■ Task item: Reproduce the entries that follow precisely, setting aside any images.

■ Supplied records:
· · ·
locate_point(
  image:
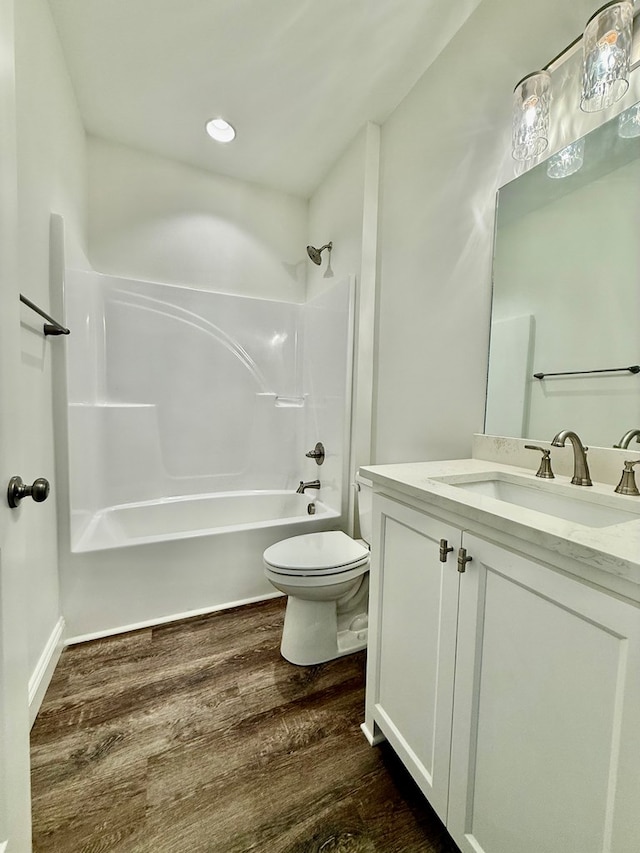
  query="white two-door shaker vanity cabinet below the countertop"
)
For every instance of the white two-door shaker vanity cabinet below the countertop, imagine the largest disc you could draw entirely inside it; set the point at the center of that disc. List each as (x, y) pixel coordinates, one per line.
(511, 691)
· · ·
■ Result of the exercise:
locate_point(
  image:
  query="white two-door shaker vanity cabinet below the countertop"
)
For every instance of the white two-door shaker vanity cabinet below the countertop, imagine the largest disc you could draw entirely inside it; set the point at the center of that disc. List each as (x, y) pixel coordinates, one per line.
(511, 691)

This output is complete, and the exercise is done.